Copy every entry precisely.

=====

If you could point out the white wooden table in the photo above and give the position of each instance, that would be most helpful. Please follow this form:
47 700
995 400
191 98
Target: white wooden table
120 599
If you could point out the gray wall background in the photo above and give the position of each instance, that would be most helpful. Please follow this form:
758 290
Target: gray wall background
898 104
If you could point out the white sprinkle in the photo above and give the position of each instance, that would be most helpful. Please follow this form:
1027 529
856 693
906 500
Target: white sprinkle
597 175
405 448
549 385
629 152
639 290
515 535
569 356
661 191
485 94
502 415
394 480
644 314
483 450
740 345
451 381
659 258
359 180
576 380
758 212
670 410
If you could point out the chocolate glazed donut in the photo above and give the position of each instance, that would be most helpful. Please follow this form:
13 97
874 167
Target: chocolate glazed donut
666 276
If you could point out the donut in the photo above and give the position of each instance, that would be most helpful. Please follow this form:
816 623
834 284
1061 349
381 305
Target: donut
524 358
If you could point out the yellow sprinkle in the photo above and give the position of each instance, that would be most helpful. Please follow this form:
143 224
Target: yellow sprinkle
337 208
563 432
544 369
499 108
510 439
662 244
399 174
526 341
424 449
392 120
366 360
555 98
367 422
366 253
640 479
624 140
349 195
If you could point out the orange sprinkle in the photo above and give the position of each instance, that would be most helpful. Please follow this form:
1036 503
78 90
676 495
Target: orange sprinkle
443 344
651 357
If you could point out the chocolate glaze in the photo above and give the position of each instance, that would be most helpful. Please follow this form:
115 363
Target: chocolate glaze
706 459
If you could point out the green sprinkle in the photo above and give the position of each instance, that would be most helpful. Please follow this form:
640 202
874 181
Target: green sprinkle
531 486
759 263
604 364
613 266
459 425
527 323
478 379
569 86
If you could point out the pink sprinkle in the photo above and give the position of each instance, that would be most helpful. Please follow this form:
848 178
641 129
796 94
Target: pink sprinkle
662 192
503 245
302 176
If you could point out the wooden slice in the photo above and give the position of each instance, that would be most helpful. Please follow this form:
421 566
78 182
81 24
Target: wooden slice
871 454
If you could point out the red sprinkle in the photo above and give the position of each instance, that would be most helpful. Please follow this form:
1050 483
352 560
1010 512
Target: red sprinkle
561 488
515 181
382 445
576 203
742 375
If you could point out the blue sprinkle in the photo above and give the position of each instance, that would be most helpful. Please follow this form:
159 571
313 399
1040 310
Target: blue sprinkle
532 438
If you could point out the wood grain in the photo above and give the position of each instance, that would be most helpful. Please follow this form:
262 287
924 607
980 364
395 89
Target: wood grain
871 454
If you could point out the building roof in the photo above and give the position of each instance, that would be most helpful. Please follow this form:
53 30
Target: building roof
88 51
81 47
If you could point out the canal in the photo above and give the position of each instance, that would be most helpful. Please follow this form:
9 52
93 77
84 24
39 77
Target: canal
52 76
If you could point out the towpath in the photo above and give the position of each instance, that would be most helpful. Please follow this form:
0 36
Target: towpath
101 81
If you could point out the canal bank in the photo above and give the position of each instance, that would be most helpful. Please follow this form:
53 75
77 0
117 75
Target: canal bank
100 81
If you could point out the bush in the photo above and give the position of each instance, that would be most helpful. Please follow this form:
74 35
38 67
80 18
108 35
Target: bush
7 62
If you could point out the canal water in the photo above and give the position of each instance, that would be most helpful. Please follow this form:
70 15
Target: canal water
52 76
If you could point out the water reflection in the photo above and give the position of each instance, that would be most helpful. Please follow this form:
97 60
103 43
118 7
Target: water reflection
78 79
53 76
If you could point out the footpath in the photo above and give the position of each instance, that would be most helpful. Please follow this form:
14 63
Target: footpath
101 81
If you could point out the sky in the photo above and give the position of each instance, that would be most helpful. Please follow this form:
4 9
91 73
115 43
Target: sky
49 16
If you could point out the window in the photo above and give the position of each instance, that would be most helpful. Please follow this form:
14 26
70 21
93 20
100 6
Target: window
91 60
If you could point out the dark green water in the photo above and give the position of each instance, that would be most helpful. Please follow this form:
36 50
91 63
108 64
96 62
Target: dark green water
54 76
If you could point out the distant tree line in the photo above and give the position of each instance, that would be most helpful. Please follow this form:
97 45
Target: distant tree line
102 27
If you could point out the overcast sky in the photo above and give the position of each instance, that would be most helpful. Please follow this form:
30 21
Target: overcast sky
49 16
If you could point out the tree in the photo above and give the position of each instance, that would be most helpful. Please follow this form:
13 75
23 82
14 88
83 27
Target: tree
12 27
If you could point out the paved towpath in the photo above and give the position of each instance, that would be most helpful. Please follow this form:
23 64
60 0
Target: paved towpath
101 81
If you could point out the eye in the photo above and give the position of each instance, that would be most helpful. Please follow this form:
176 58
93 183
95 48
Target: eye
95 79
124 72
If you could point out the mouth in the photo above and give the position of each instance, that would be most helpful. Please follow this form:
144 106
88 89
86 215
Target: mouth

=====

PROBLEM SOLUTION —
If you could point out the white wooden table in the photo above and give the position of each instance, that would be most helpful. Please follow this form:
47 700
995 400
191 98
Target: white wooden table
120 599
If you could point out the gray wall background in the photo above and give the position of each instance, that would be most helpful. Please follow this form:
758 290
Target: gray wall background
898 104
If you could point out the white sprinkle in the photo above and give the position of each instance, that would be most helpful. Please follow this form:
1027 529
856 693
906 500
Target: white sprinkle
597 175
405 448
549 385
629 152
639 290
515 535
569 356
661 191
485 94
502 415
394 480
644 314
483 450
740 345
451 381
659 258
359 180
576 380
758 212
670 410
If you could point out the chocolate glazed donut in the photo above and give the position of each instance, that would be most helpful. Please follow this form:
13 97
874 167
Target: chocolate glazed donut
666 276
If you could point out the donut in the photo above and give the position of each instance, that would be most helpful. Please follow this form:
816 623
834 284
1061 349
381 305
Target: donut
524 358
If you could point out the yellow sprinkle in the photo above and give the position of each instance, that would be most helpful. Please follow this form:
143 224
Target: yellow sprinkle
337 208
563 432
544 369
499 108
510 439
662 244
399 174
526 341
424 449
392 120
366 360
555 98
367 422
366 253
640 479
624 140
349 195
If you could point out the orange sprinkle in the photo above and give the position of each instance, that would be most helpful. Please follow this form:
1036 503
78 90
676 495
Target: orange sprinkle
443 344
651 357
If you could point out the chocolate glaze in the photo above and give the position of each instance, that would be most helpful. Please follow this form:
115 363
Target: chocolate glaze
706 459
If you could point out the green sprinkle in the photo above and give the position of each instance, that would be most helpful. Please follow this form:
640 202
874 181
Target: green sprinkle
531 486
759 263
604 364
613 266
459 425
527 323
478 379
569 86
If you could point out the pink sprinkle in the photo above and give the position of each instance, that would be most helpful. Please follow this form:
848 178
641 129
796 94
Target: pink sprinkle
662 192
503 245
302 176
If you could point out the wooden slice in the photo above and give the position of each instance, that would be most helpful. Please follow this form:
421 566
78 182
81 24
Target: wooden slice
871 454
If you could point out the red sprinkle in the photo above and give the position of each instance, that would be most helpful. Please follow this form:
1050 483
352 560
1010 512
Target: red sprinkle
561 488
515 181
382 445
576 203
742 375
If you could point out the blue sprinkle in the photo above and give the position of each instance, that would be most helpful. Please follow this form:
159 571
313 399
1040 310
Target: blue sprinkle
532 438
If you could point out the wood grain in the photo above and give the position of each instance, that would be most helpful. Please follow this form:
262 287
924 607
980 364
395 89
Target: wood grain
871 454
If you could point out the building roof in the photo above and give the position of each instance, that would be most helpful. Please follow this form:
53 30
Target: building roof
88 51
81 47
If you could point out the canal in the photo above and give the position of each instance, that would be most helpful. Please follow this form:
9 52
93 77
84 24
39 77
Target: canal
52 76
If you could point out the towpath in the photo above and give the position of each instance, that would be most helpful. Please follow this form:
0 36
Target: towpath
101 81
If you could point out the canal bank in the photo above and give the position of each instance, that would be most helpful. Please follow this form:
53 75
77 0
117 75
Target: canal bank
100 81
If you could point out the bush in the photo above and give the position of each instance, that would be most helpful. Please follow this form:
74 35
38 67
80 18
108 35
Target: bush
7 62
If you could point out the canal water in the photo above and give the position of each instance, that would be most helpful. Please follow this form:
70 15
Target: canal water
52 76
If you could point out the water reflection in the photo above and give the position of each instance, that would be most helpful. Please follow this form:
97 60
103 43
118 7
Target: water reflection
78 79
53 76
If you could point out the footpath in the photo above and give the position of each instance, that would be most helpful. Please follow this form:
14 63
Target: footpath
101 81
If you could point out the sky in the photo above and give the position of each instance, that would be most helpful. Please follow this form:
4 9
91 73
115 43
Target: sky
49 16
If you could point out the window in the photo above and give the position of each instance, that would be most helpful. Please follow this form:
14 26
70 21
93 20
100 6
Target: window
91 60
If you could point out the dark green water in the photo above and give the position of each instance, that would be most helpful. Please follow this form:
36 50
91 63
108 64
96 62
Target: dark green water
54 76
If you could point out the distant tree line in the photo above and give the position of each instance, that would be most helpful. Please follow this form:
97 45
Target: distant tree line
102 27
If you could point out the overcast sky in the photo above and give the position of each instance, that would be most helpful. Please follow this form:
30 21
Target: overcast sky
49 16
If you could point out the tree in the photo above and give the position of each instance, that would be most helpful. Please follow this form:
13 75
23 82
14 88
83 27
Target: tree
12 27
If you could point out the paved towpath in the photo above and give the position of each instance, that would be most helpful. Please follow this form:
23 64
60 0
Target: paved towpath
101 81
If you could point out the eye in the photo above and give the position of each instance, that would be most helpful. Please follow this form:
176 58
93 183
95 48
Target: eye
95 79
124 72
If you could point out the mouth in the photo above and give the position of each instance, that would be most helpful. Please follow this form:
144 106
88 89
86 215
Target: mouth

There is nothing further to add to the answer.